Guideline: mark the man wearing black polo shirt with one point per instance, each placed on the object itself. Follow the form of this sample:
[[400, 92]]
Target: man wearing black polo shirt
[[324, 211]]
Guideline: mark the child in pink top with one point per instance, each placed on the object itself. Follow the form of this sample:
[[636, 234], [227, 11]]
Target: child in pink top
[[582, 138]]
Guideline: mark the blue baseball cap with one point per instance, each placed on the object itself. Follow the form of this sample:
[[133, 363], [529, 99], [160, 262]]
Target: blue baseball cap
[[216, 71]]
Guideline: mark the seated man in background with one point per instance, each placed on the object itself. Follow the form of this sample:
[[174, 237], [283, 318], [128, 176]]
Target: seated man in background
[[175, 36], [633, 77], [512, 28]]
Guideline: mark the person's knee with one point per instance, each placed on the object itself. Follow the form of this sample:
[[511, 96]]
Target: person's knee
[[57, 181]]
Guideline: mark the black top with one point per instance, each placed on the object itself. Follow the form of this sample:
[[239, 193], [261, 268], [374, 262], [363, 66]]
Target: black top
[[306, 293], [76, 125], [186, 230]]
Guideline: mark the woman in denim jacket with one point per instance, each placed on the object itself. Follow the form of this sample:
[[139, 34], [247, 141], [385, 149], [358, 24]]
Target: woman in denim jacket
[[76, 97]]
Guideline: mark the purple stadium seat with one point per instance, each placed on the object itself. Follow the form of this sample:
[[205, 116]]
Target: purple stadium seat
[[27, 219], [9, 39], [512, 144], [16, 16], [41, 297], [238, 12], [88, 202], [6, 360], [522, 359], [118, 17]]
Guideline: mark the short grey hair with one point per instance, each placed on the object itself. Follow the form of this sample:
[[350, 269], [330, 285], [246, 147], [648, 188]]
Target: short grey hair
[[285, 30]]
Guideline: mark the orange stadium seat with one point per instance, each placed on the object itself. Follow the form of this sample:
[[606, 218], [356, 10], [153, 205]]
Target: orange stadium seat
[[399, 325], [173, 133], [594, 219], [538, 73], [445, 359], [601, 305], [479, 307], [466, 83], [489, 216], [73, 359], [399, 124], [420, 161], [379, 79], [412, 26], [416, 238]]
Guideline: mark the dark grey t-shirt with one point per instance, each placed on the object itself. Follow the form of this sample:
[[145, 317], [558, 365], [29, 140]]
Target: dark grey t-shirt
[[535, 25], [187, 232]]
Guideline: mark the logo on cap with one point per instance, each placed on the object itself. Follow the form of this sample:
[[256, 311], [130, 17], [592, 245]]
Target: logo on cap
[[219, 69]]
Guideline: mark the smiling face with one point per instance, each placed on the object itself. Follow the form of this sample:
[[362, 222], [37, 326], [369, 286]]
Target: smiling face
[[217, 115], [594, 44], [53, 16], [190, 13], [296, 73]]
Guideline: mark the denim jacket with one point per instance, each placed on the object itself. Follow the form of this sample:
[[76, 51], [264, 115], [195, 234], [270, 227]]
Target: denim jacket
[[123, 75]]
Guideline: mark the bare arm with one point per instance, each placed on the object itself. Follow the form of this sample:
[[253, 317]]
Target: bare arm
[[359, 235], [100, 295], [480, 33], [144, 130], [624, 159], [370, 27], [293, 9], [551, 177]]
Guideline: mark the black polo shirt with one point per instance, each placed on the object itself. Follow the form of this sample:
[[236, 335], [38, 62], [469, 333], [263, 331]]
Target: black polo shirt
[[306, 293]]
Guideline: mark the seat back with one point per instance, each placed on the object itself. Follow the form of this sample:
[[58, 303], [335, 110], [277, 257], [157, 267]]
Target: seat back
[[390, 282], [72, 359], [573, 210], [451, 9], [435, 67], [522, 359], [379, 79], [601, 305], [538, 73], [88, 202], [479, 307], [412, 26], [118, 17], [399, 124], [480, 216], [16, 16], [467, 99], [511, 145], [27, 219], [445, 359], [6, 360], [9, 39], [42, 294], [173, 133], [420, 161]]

What you have to do
Reproduce every item above line for line, with no changes.

Answer in full
Guideline: mark the man wearing black polo shirt with one point per instance, each placed on the object itself. Follow the form of this sample:
[[400, 92]]
Target: man wearing black polo shirt
[[324, 211]]
Guideline: mark the child in pink top with one point per instance, each placed on the object itself. Follow the form of this sample:
[[636, 234], [227, 11]]
Target: child in pink top
[[582, 138]]
Guideline: mark the blue baseball cap with one point per instance, each placed on the object itself. Follow the form of this sample:
[[133, 363], [529, 99], [160, 262]]
Target: blue baseball cap
[[216, 71]]
Guideline: mark the seated man in background with one point per instance, each placed on the object itself. Follow the form of this sample:
[[174, 237], [283, 318], [128, 176]]
Target: seated man in background
[[175, 36], [633, 77], [512, 28]]
Guideline: mark the person's knee with one point per instance, each placed on the object itself. Follow the form of this sample:
[[511, 96]]
Target: person's knee
[[57, 181]]
Guideline: mark the black top with one point per instance, each placed on the object itself. Follow the form of this sample:
[[239, 193], [261, 268], [374, 262], [363, 66]]
Target: black top
[[306, 293], [76, 125], [186, 230]]
Guideline: mark the woman in denim jacket with one point per instance, each placed on the object itself. Follow the form of this sample:
[[139, 34], [247, 141], [385, 149], [358, 24]]
Target: woman in denim jacket
[[76, 97]]
Guideline: mark the purple stadium seat with one point per instance, each placed on the object itself. Follow the form of this sample:
[[205, 116]]
Target: purple stadium seat
[[27, 219], [9, 39], [512, 144], [16, 16], [41, 297], [238, 12], [88, 202], [6, 360], [522, 359], [118, 17]]
Guideline: mark the short grey hair with one point per instance, each placed on the object itself. Follow the form of this sample:
[[350, 269], [330, 285], [246, 147], [648, 188]]
Target: short grey hair
[[285, 30]]
Guideline: mark the orange stadium seat with one point per instance, each placed on the object itself. Follow the form of this sample:
[[606, 218], [356, 10], [153, 205]]
Target: orange stadium seat
[[399, 325], [173, 133], [594, 219], [538, 73], [445, 359], [601, 305], [479, 307], [466, 83], [489, 216], [73, 359], [399, 124], [420, 161], [379, 79], [412, 26], [416, 238]]
Guideline: mark the dark grey t-shirt with one point per instance, each placed on the object itself. Follow the form of this sample:
[[145, 317], [558, 365], [29, 140]]
Target: dark grey t-shirt
[[535, 25], [187, 232]]
Guideline: mark the logo on cap with one point per instance, each placed on the object itself. Follow the form of this sample:
[[256, 311], [130, 17], [592, 245]]
Target: logo on cap
[[219, 69]]
Guideline: mark the smiling face with one point per instance, each placed on the object itself. Follow the form of this sample:
[[362, 222], [37, 326], [369, 286]]
Target: smiling face
[[217, 115], [594, 44], [53, 16], [190, 13], [296, 73]]
Guideline: mark the denim jacket with one point per instance, each placed on the object itself. Follow the form of this sample:
[[76, 51], [264, 115], [195, 234], [270, 227]]
Target: denim jacket
[[123, 75]]
Guideline: mark the bare arm with one point per instance, each placed on the object itself. Follow the form of this sample:
[[253, 317]]
Target: bare arm
[[359, 235], [100, 295], [480, 33], [144, 130], [624, 159], [370, 27], [293, 9], [551, 177]]
Guideline: mark the black polo shirt with one point per instance, each placed on the object itself. Follow the form of this sample:
[[236, 335], [38, 62], [469, 333], [263, 331]]
Target: black polo shirt
[[306, 293]]
Guideline: mark the seat back with one point per instance, each placed on the object itself. Follow the form of this sample:
[[58, 303], [335, 110], [277, 257], [157, 267]]
Target: seat back
[[390, 282], [72, 359], [573, 210], [451, 9], [435, 67], [522, 359], [379, 79], [601, 305], [538, 73], [88, 202], [479, 307], [412, 26], [118, 17], [399, 124], [480, 216], [16, 16], [467, 99], [511, 145], [27, 219], [445, 359], [6, 360], [9, 39], [42, 294], [173, 133], [420, 161]]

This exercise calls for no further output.